* **Request**
Rewrite the material from its first line through the line containing "(1324, 771)", both included, switching "thickest" to "widest" and leaving everything else unchanged.
— BEGIN Supplied material —
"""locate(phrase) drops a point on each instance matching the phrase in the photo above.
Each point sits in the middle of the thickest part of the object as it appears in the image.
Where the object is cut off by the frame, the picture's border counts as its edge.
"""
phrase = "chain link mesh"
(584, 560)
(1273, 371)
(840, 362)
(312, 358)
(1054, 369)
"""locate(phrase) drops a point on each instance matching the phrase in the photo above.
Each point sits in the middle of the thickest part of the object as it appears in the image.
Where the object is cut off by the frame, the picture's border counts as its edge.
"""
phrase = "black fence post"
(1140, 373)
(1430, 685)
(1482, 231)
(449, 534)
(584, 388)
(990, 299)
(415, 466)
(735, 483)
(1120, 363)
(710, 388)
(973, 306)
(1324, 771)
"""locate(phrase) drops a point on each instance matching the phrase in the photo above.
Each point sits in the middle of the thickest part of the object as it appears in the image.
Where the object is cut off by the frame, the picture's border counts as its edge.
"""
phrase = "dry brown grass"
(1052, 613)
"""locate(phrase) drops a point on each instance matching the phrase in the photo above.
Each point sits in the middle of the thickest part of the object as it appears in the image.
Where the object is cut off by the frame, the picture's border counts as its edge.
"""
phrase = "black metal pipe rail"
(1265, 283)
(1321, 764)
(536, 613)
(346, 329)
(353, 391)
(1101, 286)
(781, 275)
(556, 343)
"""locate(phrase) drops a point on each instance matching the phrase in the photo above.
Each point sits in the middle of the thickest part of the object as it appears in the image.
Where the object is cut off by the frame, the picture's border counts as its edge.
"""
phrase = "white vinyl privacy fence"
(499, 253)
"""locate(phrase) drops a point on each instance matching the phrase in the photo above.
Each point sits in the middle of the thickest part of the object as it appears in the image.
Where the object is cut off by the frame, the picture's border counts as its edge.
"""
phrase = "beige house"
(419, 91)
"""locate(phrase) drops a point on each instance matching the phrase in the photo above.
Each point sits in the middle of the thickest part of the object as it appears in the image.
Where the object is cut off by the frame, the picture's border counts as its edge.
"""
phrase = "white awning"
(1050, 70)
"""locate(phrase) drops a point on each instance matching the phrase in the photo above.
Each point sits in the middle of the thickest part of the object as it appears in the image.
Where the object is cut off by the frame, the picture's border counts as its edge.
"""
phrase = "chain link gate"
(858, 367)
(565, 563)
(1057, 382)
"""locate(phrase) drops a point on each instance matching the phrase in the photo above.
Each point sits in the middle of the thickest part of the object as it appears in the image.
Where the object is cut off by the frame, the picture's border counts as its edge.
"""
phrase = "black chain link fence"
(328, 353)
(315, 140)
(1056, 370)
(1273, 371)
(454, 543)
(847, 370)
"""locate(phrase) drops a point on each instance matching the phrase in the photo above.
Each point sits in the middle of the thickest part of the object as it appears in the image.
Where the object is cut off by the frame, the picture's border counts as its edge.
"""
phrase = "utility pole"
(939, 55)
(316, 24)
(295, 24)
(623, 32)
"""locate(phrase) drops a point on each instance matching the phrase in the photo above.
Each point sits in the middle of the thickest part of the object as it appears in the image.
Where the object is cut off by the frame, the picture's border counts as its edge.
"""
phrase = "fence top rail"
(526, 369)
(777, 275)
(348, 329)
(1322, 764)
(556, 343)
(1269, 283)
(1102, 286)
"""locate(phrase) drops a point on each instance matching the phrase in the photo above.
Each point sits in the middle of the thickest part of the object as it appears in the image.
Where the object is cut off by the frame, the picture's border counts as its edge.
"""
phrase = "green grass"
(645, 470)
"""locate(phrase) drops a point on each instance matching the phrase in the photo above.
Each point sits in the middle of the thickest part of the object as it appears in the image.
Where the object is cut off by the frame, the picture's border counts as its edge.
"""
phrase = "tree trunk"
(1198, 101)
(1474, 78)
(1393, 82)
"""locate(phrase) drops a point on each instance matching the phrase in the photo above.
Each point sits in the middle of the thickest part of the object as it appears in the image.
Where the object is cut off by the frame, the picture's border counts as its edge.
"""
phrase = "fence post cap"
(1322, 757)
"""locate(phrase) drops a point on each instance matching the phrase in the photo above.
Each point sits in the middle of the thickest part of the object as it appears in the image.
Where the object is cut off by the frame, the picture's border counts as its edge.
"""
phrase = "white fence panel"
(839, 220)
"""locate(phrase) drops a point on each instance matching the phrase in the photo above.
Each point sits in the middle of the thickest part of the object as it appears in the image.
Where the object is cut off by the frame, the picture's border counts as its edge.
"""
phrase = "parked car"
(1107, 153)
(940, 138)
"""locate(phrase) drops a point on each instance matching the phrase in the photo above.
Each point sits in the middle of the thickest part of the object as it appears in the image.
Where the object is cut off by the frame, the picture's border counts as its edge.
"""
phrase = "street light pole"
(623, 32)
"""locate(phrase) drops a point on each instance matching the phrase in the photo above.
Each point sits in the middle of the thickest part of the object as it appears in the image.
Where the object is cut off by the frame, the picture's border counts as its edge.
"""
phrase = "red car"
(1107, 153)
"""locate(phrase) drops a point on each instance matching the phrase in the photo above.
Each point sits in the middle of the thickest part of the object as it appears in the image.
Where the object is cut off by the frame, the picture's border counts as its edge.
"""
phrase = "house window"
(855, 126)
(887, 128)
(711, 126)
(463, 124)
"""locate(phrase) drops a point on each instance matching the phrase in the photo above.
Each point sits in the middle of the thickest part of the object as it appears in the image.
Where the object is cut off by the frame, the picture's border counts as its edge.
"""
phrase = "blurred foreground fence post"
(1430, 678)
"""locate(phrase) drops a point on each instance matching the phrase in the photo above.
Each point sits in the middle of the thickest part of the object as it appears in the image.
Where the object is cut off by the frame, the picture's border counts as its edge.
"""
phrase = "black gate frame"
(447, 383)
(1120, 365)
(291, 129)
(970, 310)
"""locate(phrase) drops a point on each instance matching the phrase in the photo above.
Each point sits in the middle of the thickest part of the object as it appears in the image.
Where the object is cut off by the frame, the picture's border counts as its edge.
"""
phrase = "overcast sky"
— END Supplied material —
* **Exercise result**
"""locate(phrase) drops a point on each instance matching the phrase in the photo above.
Each point sits in the middle of the widest part of the object as it appears in the image.
Where the object is cut off by the frame, the picture's border counts as its edge.
"""
phrase = "chain link mesh"
(584, 560)
(1273, 371)
(840, 362)
(312, 358)
(1054, 369)
"""locate(phrase) drops a point on each instance matching the phrase in the photo above.
Each point sits in the middle of the widest part of the object as it appears in the image.
Where the object is cut off by the frame, the picture's border counts as its edge.
"""
phrase = "black fence post"
(1140, 373)
(1430, 685)
(1482, 231)
(449, 534)
(584, 388)
(990, 299)
(415, 466)
(735, 483)
(1120, 363)
(710, 388)
(973, 306)
(1324, 771)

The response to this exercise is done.